▶ Your objective
A faithful copy of the entire listing is what is needed.

▶ Data shown
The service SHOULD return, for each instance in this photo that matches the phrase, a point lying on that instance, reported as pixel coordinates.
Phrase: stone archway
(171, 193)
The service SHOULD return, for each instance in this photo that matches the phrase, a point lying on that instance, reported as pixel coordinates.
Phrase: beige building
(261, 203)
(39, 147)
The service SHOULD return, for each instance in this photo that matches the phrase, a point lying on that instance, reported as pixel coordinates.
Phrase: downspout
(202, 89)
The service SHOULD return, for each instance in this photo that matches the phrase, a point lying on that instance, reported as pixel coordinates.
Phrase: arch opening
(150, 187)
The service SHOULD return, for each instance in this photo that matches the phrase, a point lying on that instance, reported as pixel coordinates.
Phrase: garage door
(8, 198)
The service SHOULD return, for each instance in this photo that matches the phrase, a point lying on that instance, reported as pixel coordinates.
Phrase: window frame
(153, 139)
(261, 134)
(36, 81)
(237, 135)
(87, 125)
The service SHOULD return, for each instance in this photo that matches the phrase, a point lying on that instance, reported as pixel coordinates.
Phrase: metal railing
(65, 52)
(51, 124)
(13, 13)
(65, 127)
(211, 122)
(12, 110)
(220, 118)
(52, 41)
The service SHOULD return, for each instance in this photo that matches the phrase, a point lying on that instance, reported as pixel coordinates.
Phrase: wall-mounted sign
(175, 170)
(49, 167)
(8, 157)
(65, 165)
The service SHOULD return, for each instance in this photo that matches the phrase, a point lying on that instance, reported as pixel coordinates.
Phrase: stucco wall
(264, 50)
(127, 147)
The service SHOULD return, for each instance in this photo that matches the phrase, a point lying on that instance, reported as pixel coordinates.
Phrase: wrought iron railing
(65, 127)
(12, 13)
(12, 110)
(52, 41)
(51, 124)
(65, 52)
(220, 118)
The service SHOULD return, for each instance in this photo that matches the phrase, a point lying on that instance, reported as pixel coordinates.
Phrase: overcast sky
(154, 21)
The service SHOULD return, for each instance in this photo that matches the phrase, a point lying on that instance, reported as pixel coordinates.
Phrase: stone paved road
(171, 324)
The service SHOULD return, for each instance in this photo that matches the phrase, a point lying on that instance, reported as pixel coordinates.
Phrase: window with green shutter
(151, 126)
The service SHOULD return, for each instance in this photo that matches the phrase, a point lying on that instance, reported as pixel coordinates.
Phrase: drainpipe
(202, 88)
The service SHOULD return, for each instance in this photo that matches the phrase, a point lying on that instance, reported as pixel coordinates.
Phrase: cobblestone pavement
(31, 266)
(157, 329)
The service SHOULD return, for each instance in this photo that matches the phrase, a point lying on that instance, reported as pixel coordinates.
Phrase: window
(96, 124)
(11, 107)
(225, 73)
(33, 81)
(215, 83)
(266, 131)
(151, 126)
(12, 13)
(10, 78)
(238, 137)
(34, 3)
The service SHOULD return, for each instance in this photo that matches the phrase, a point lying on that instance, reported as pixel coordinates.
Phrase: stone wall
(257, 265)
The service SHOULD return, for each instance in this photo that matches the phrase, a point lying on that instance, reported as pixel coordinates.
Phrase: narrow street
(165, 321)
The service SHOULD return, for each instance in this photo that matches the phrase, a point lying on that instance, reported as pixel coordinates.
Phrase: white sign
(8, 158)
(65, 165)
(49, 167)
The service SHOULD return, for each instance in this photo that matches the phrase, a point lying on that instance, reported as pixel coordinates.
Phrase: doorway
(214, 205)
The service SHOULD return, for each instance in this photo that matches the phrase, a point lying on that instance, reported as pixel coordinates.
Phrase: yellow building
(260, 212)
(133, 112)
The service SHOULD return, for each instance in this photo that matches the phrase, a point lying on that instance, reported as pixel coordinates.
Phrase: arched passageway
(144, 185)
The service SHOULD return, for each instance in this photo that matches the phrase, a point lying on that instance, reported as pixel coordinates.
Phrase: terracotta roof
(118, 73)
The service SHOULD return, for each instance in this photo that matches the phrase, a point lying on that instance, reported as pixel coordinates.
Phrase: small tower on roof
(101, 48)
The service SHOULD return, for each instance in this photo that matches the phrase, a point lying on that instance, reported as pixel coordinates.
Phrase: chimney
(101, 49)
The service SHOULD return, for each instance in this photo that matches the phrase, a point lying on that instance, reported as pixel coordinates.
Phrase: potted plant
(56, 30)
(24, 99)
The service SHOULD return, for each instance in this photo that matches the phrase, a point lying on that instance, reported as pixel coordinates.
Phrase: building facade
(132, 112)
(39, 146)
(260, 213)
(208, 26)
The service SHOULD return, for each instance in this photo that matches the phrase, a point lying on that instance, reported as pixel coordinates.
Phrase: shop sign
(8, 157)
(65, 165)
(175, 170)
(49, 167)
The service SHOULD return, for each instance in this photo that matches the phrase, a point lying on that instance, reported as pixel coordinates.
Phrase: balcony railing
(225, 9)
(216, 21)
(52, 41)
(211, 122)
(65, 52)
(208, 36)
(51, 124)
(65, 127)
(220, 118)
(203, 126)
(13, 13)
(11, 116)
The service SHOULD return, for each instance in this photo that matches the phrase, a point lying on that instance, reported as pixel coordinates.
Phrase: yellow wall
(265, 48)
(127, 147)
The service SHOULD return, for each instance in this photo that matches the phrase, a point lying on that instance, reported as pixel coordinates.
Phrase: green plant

▶ Expected output
The service SHOULD return, for each instance in this photo that matches the phrase, a point lying on that instance, reported as pixel coordinates.
Phrase: stone archway
(171, 193)
The service SHOULD return, for each instance in this photo that matches the phrase, a point lying on that instance, reported as pixel coordinates.
Phrase: beige building
(261, 203)
(39, 147)
The service SHOULD return, for each instance in this photo that matches the phrase, a point lying on that instance, reported as pixel coordinates.
Phrase: downspout
(202, 89)
The service SHOULD return, for each instance in this photo that matches the phrase, a point lying on that instance, reported as pixel coordinates.
Phrase: arch opening
(150, 187)
The service SHOULD return, for each instance in this photo that matches the phrase, a point lying on that instance, reported as pixel coordinates.
Phrase: garage door
(8, 198)
The service SHOULD return, for each instance in this photo that matches the phrase, a point lying on that instance, reported as pixel coordinates.
Phrase: window frame
(153, 139)
(261, 134)
(36, 81)
(237, 135)
(87, 125)
The service SHOULD return, for each instance in this photo that matches the phrase, a point lying on that instance, reported as pixel coordinates.
Phrase: metal railing
(65, 52)
(51, 124)
(13, 13)
(65, 127)
(211, 122)
(12, 110)
(220, 118)
(52, 41)
The service SHOULD return, for each instance in this photo that matches the phrase, a point lying on that instance, reported as pixel coordinates.
Phrase: wall-mounted sign
(175, 170)
(49, 167)
(8, 157)
(65, 165)
The service SHOULD return, for each instance in this photo that matches the phrase, a point lying on that instance, reported as pixel coordinates.
Phrase: stucco wall
(264, 50)
(127, 147)
The service SHOULD return, for each instance in this photo that matches the phrase, a point lying on that instance, reported as pixel coordinates.
Phrase: wrought iron railing
(65, 127)
(12, 13)
(12, 110)
(52, 41)
(51, 124)
(65, 52)
(220, 118)
The service SHOULD return, for each instance in this photo that matches the phrase, a point lying on that instance, reported as pixel coordinates.
Phrase: overcast sky
(154, 21)
The service SHOULD return, for each instance in this photo that matches the phrase, a point lying on that instance, reported as pixel coordinates.
Phrase: stone paved road
(171, 324)
The service SHOULD return, for each instance in this photo that matches the phrase, a point lying on that instance, reported as pixel coordinates.
Phrase: window with green shutter
(151, 126)
The service SHOULD return, for each instance in this photo that matches the phrase, a point lying on that instance, reported as pixel coordinates.
Phrase: drainpipe
(202, 88)
The service SHOULD return, for each instance in this photo that matches the phrase, a point lying on that instance, reported as pixel coordinates.
Phrase: cobblestone pavement
(31, 266)
(157, 329)
The service SHOULD return, for each instance in this photo that matches the phrase, a point lying on that instance, reported as pixel coordinates.
Phrase: window
(96, 124)
(11, 107)
(225, 73)
(33, 81)
(215, 83)
(266, 131)
(151, 126)
(12, 13)
(10, 78)
(238, 137)
(34, 3)
The service SHOULD return, for each instance in this photo that matches the phrase, a point lying on that instance, reported as pixel coordinates.
Phrase: stone wall
(257, 265)
The service SHOULD return, for each instance in this photo that matches the phrase, a point lying on that instance, reported as pixel coordinates.
Phrase: narrow street
(165, 321)
The service SHOULD return, for each instance in this photo that matches the phrase, a point lying on that instance, reported as pixel coordinates.
Phrase: white sign
(8, 158)
(65, 165)
(49, 167)
The service SHOULD return, for each instance in this photo that matches the phrase, a point lying on that instance, reported as pixel coordinates.
Phrase: doorway
(214, 205)
The service SHOULD return, for each instance in this photo that matches the phrase, a point lying on that instance, reported as pixel coordinates.
Phrase: yellow building
(260, 212)
(133, 112)
The service SHOULD return, for each instance in this photo that matches the phrase, a point lying on that instance, reported as pixel coordinates.
Phrase: arched passageway
(144, 185)
The service SHOULD return, for each instance in this photo that matches the phrase, a point lying on that instance, reported as pixel coordinates.
Phrase: terracotta roof
(118, 73)
The service SHOULD return, for each instance in this photo that matches the phrase, a point lying on that instance, reported as pixel coordinates.
Phrase: small tower on roof
(101, 48)
The service SHOULD return, for each instance in this photo that matches the phrase, a point lying on that instance, reported as pixel coordinates.
Phrase: chimney
(101, 49)
The service SHOULD return, for each instance in this photo that matches the phrase, a point lying on that instance, reported as pixel coordinates.
Phrase: potted plant
(56, 30)
(24, 99)
The service SHOULD return, for each instance in this photo that matches the phrase, a point lying on that instance, reported as pixel coordinates.
Phrase: building facade
(132, 112)
(39, 146)
(260, 213)
(208, 26)
The service SHOULD return, for each instance in this photo that matches the phrase, a point lying on that instance, reported as pixel coordinates.
Phrase: shop sign
(8, 157)
(65, 165)
(175, 170)
(49, 167)
The service SHOULD return, for each instance in this photo that matches the phrase, a point lying on that instance, reported as pixel coordinates.
Phrase: balcony railing
(225, 9)
(216, 21)
(52, 41)
(211, 122)
(65, 52)
(208, 36)
(51, 124)
(65, 127)
(220, 118)
(203, 126)
(13, 13)
(11, 116)
The service SHOULD return, for each instance in this photo that matches the phrase, a point lying on that instance, reported as pixel coordinates.
Phrase: yellow wall
(265, 48)
(127, 147)
The service SHOULD return, for each instance in this photo that matches the phrase, a point lying on that instance, reported as pixel coordinates.
Phrase: green plant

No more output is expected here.